_Görev tanımı_: Aşağıdaki Abu Dabi metninde "Sahil kesiminde yer" sözleriyle başlayıp "kendinize getirmeye yetiyor." sözlerine kadar inen bölümün tamamını hiçbir değişiklik yapmadan yazınız.

##### Kaynak metin #####

Sahil kesiminde yer alan halk plajları ikiye ayrılıyor. Plajların önemli bir kısmı karma olmakla birlikte, sadece bayanların denize girebildiği plajlar da var. Karma plajlarda ise birçok kişinin düşündüğünün tam tersi bir görüntü hakim. Tüm yerli ve yabancı turistler, bikinileri ve mayoları ile alabildiğine sereserpe uzanmış bir şekilde güneşleniyor ve denizin tadını çıkarıyorlar. Tek farklılık, kadın ve erkek soyunma odalarının sırt sırta olacak şekilde ayrıştırılması. Benim gibi yanlış bir hamle yaparak ters tarafa geçmeniz durumunda ise bekçinin düdüğü sizi kendinize getirmeye yetiyor.

Gökdelenler Cenneti

Birleşik Arap Emirlikleri 7 büyük emirlikten oluşuyor. Abu Dabi de bu emirliklerden biri. Zaten şehri gezerken, dört bir yanda şehri yöneten şeyhin dev posterleri ile karşılaşıyorsunuz. Yüzölçümünün önemli bir kısmı çöl toprakları ile kaplı olmasına rağmen, petrolün verdiği zenginlik en iyi şekilde değerlendirilerek modern bir yerleşim birimi yaratılmış. Şehir, birçok Avrupa kentinde olduğu gibi düzenli, temiz ve modern dokusu ile dikkat çekiyor. Tabii bu ortamın şekillenmesinde, ülkenin petrol kaynaklarından elde edilen gelirlerin başta İngiliz ve Amerikalı müteahhitler olmak üzere yabancı işadamlarına verilen ihaleler ile kullandırılması yatıyor. Ancak bunu doğru bir şekilde yapmanın da bir beceri gerektirdiğini kabul etmek gerekiyor.

##### Çıkarılan veriler #####

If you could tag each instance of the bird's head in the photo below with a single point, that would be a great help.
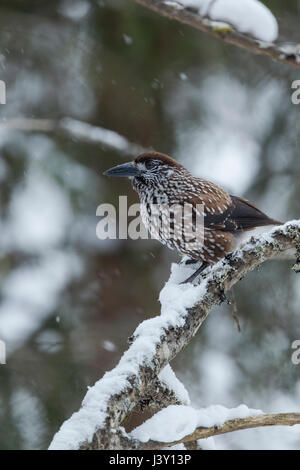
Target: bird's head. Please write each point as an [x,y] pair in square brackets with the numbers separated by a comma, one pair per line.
[149,168]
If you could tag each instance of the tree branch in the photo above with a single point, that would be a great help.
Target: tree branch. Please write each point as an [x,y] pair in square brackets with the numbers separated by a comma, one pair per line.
[287,54]
[158,340]
[250,422]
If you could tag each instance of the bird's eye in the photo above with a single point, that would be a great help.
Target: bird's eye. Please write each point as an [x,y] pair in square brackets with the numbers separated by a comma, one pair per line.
[150,164]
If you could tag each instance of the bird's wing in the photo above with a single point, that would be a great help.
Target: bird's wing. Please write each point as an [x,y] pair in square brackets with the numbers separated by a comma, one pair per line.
[239,215]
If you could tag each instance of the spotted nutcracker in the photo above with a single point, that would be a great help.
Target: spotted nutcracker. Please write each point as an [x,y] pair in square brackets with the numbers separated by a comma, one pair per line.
[162,182]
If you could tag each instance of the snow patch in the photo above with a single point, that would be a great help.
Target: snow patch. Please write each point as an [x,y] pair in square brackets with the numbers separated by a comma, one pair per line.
[247,16]
[177,421]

#####

_Alıştırma yanıtı_:
Sahil kesiminde yer alan halk plajları ikiye ayrılıyor. Plajların önemli bir kısmı karma olmakla birlikte, sadece bayanların denize girebildiği plajlar da var. Karma plajlarda ise birçok kişinin düşündüğünün tam tersi bir görüntü hakim. Tüm yerli ve yabancı turistler, bikinileri ve mayoları ile alabildiğine sereserpe uzanmış bir şekilde güneşleniyor ve denizin tadını çıkarıyorlar. Tek farklılık, kadın ve erkek soyunma odalarının sırt sırta olacak şekilde ayrıştırılması. Benim gibi yanlış bir hamle yaparak ters tarafa geçmeniz durumunda ise bekçinin düdüğü sizi kendinize getirmeye yetiyor.